Aim of the exercise: Gather up every line from the entries below that uses the word "accurate".

Data to process:
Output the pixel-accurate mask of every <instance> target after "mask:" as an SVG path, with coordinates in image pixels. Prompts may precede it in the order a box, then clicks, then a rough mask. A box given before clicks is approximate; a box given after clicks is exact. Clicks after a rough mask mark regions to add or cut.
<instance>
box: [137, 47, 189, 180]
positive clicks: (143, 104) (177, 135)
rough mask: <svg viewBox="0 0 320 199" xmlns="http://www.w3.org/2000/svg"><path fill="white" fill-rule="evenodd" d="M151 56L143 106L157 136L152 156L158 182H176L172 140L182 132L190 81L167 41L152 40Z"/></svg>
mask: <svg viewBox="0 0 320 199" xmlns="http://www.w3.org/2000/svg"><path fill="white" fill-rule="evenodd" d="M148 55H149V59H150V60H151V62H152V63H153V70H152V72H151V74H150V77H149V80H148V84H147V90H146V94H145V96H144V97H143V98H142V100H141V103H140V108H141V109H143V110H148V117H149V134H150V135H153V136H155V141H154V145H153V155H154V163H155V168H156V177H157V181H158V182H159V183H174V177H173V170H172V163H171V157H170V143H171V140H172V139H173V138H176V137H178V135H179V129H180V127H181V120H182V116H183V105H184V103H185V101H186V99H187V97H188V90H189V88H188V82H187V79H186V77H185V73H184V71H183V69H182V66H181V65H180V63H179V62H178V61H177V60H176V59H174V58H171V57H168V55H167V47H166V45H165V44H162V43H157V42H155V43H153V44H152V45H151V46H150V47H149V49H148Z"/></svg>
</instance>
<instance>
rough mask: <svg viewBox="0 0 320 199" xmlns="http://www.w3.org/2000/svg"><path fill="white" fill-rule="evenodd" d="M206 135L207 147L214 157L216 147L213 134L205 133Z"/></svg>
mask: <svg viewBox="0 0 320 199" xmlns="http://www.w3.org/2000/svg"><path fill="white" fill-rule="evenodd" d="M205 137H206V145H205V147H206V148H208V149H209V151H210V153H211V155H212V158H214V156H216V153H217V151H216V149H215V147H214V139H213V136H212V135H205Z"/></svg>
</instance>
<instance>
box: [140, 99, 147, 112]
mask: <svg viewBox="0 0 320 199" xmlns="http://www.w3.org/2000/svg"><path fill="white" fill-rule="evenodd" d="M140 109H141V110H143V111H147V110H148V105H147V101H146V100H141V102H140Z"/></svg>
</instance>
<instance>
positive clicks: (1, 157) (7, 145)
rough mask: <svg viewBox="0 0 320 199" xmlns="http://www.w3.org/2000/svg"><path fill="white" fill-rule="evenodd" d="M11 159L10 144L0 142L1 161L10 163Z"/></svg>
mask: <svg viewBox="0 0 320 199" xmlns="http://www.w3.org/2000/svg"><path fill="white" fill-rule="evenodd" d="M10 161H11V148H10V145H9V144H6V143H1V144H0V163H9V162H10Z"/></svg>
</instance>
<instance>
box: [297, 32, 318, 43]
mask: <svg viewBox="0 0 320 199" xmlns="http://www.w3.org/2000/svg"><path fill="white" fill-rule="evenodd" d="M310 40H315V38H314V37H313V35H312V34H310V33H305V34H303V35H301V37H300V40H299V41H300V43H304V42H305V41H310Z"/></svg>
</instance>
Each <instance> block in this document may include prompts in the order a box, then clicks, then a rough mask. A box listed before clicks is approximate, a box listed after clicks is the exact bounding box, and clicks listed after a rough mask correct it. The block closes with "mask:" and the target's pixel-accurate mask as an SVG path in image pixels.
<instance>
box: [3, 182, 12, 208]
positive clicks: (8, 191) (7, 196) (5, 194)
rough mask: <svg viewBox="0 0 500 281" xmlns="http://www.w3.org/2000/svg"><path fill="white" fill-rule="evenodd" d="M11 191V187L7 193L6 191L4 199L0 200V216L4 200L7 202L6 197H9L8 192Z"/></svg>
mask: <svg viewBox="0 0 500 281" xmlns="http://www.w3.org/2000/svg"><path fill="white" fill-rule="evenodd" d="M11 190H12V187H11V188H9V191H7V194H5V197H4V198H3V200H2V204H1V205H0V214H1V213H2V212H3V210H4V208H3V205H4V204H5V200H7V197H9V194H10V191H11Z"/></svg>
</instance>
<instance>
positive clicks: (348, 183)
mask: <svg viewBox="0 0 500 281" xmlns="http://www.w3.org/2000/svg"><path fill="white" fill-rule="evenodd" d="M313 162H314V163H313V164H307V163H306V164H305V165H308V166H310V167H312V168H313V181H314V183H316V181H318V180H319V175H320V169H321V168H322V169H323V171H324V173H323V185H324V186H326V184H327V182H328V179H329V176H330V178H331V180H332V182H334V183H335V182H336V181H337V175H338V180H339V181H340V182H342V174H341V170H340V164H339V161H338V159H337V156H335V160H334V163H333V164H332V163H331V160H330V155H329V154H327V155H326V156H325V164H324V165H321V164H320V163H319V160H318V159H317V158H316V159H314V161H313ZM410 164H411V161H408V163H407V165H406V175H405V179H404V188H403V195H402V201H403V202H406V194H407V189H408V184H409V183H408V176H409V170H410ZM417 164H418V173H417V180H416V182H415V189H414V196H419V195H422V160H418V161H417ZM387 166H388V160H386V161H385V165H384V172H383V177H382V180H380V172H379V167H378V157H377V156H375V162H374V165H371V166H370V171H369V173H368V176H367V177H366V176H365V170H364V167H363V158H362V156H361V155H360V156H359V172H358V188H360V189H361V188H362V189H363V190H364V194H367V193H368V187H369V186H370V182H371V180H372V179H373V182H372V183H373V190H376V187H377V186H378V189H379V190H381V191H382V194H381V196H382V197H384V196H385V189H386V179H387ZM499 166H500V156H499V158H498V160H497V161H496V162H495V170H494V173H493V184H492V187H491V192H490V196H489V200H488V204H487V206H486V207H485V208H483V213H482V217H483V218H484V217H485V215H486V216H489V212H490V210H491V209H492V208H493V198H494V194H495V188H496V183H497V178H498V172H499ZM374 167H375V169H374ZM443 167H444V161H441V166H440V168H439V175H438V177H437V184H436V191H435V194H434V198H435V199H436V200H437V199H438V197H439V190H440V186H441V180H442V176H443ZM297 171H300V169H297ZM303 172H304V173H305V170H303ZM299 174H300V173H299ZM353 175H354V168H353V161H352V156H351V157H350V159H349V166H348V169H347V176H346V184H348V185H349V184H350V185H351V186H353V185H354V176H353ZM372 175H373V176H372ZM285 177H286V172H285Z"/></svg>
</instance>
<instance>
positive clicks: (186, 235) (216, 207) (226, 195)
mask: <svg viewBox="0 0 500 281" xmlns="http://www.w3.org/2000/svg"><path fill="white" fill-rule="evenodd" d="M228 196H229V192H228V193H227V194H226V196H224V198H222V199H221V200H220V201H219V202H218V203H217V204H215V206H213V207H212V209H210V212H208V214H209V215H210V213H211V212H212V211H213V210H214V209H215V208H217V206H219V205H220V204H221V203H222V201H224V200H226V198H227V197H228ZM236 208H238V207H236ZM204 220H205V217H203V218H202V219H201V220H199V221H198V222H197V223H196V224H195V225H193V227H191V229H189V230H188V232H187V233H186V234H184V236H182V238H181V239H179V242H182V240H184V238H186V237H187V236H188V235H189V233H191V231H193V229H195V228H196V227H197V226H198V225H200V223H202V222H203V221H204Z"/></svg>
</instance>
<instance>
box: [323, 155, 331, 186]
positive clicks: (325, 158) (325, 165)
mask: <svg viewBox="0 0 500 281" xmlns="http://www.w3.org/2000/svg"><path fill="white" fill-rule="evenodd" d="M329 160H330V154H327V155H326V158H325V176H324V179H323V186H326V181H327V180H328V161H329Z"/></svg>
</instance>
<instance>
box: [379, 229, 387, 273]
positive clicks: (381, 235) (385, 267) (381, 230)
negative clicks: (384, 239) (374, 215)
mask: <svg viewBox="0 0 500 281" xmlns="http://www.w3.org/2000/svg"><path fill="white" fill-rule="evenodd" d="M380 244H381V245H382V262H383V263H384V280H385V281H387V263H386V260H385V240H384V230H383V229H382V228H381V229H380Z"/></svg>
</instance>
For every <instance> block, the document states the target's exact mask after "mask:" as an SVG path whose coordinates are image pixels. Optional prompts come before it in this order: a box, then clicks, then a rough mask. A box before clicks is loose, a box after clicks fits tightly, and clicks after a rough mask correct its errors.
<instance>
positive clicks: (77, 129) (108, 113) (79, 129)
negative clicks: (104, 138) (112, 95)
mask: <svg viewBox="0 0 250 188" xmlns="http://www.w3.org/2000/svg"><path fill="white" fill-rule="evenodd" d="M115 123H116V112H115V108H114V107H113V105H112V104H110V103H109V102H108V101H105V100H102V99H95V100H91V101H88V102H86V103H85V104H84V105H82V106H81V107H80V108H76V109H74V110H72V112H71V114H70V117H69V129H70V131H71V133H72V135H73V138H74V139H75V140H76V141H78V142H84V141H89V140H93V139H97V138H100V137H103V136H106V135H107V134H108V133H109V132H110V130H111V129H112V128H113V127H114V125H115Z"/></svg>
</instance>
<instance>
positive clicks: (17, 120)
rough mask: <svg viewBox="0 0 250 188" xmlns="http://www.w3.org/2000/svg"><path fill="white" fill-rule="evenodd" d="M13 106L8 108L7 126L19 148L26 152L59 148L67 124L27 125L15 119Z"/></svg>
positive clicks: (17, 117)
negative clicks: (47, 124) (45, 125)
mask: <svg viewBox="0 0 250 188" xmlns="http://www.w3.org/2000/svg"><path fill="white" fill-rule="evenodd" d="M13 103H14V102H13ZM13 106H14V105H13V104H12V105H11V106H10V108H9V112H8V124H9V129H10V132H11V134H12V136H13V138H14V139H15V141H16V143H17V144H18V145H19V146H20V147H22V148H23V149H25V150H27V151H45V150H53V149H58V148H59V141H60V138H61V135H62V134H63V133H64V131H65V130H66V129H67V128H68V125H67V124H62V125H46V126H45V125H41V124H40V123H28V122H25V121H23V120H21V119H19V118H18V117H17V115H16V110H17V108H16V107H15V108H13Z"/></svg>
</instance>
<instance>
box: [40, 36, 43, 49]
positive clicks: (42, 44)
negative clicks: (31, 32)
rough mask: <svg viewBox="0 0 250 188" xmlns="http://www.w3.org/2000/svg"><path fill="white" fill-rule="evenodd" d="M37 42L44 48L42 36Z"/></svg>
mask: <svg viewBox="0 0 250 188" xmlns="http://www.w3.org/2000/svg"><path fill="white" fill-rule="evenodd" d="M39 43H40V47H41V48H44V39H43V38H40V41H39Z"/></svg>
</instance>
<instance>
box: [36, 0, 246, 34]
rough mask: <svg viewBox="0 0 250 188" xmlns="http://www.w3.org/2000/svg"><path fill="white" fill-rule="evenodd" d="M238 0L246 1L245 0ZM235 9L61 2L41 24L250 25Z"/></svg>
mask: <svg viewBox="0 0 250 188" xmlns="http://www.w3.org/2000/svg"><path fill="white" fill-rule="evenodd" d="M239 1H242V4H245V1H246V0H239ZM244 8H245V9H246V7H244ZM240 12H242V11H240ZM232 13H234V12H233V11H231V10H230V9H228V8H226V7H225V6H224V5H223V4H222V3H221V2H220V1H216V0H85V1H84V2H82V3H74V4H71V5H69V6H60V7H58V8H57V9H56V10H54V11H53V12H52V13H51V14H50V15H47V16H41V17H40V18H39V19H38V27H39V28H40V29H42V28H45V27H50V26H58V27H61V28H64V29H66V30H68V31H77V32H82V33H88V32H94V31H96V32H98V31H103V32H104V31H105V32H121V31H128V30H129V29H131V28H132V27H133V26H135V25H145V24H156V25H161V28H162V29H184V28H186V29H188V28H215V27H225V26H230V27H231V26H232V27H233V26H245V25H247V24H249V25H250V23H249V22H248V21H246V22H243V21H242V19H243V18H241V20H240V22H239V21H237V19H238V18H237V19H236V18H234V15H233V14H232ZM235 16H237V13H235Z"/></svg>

Written reply:
Output the pixel-accurate mask of every <instance> target after "mask:" as an SVG path, with coordinates in image pixels. Prompts may precede it in the order a box, then clicks, then a rough mask. A box given before clicks is approximate; a box given after clicks is exact. Clicks after a rough mask mark regions to add or cut.
Each <instance> block in this document may include prompts in the order a box, then clicks, then a rough mask. A box listed before clicks is approximate, a box listed after clicks is the exact bounding box, and clicks listed after a rough mask correct it. The block closes with "mask:" and the target's pixel-accurate mask as an SVG path in image pixels.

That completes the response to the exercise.